# CONSEGNA SCRITTA A
Riassumi in due frasi l'intervista a Matteo Arnaldi.
# CONSEGNA SCRITTA B
Prosegui l'intervista a Matteo Arnaldi a partire dall'ultima domanda riportata.

::: BRANO ESTRATTO :::

Matteo Arnaldi è di Sanremo: faccia tosta (nel senso di determinata), sorriso sempre pronto, gira il mondo con il suo maestro di sempre Filippo Sciolli. «Non ci litigo mai, mi conosce troppo bene...». È numero 27 del circuito giovanile, 3 in Italia: quest'anno ha vinto un torneo a Casblanca, è arrivato in semifinale al Bonfiglio e ora affronta la prova di Wimbledon junior.
Soddisfatto, per ora?
«Diciamo di sì. Nel 2019 sono già riuscito a giocare sia in Australia che al Roland Garros».
Risultati?
«Fuori al primo turno a Melbourne e al secondo a Parigi. Ma ho imparato tanto».
Ti stai affacciando al circuito dei pro: sensazioni?
«Non c'è così tanto gap. Certo: i più forti sanno come giocare i punti più importanti. E lì fanno la differenza».
A proposito di grandi: Djokovic, Nadal o Federer?
«Djokovic. Gioco come lui: da fondo e sono molto elastico. Oddio: diciamo che mi ispiro...»
E dei Next Gen?
«De Minaur».
Dove devi migliorare?

::: ESTRATTI DELL'ELENCO :::

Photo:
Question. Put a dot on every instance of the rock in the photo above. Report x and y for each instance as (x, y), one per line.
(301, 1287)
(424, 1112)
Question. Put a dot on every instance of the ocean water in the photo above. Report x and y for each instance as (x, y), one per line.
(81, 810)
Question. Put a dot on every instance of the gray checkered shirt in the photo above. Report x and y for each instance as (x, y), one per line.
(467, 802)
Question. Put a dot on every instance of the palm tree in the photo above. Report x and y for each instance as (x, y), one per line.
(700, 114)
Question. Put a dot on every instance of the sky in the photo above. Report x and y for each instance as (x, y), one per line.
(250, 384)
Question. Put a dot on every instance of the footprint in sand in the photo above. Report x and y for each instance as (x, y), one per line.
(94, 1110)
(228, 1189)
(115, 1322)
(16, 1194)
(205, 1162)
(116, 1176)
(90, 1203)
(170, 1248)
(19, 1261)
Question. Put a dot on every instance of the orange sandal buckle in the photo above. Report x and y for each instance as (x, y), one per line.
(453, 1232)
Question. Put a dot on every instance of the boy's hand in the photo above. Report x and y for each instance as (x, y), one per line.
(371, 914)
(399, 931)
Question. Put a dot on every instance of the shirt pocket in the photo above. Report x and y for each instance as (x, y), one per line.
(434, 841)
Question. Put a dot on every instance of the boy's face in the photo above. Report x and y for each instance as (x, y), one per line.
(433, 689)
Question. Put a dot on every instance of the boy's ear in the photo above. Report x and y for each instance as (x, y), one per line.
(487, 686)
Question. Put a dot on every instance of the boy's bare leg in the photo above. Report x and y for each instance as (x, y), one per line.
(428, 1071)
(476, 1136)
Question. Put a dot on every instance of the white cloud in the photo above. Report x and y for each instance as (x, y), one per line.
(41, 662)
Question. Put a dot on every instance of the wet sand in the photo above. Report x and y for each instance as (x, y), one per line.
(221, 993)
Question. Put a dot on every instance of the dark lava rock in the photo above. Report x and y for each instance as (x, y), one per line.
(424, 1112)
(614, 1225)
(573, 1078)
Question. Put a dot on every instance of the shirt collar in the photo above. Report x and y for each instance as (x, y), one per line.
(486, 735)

:::

# RISULTATO FINALE A
Matteo Arnaldi, tennista di Sanremo che gira il mondo con il suo maestro di sempre Filippo Sciolli, è numero 27 del circuito giovanile e 3 in Italia: quest'anno ha vinto un torneo, è arrivato in semifinale al Bonfiglio e ora affronta Wimbledon junior. Nell'intervista afferma che tra i giovani e i professionisti non c'è un grande divario, dice di ispirarsi a Djokovic e, tra i Next Gen, indica De Minaur.

# RISULTATO FINALE B
«Il servizio. Soprattutto adesso che giocherò sull'erba».
Che valore ha una sconfitta?
«Aiuta a crescere. Quando vinci pensi di aver fatto tutto bene e non capisci i tuoi errori. E il tennis è uno sport dove a fine settimana perdono tutti tranne uno».
Il tuo futuro?
«Non mi spaventa: so che per vivere di tennis bisogna arrivare molto in alto, ma è uno stimolo. E restarci, naturalmente: la federazione aiuta, ma poi toccherà ad altri giovani».
Il tennis non è solo Wimbledon, insomma.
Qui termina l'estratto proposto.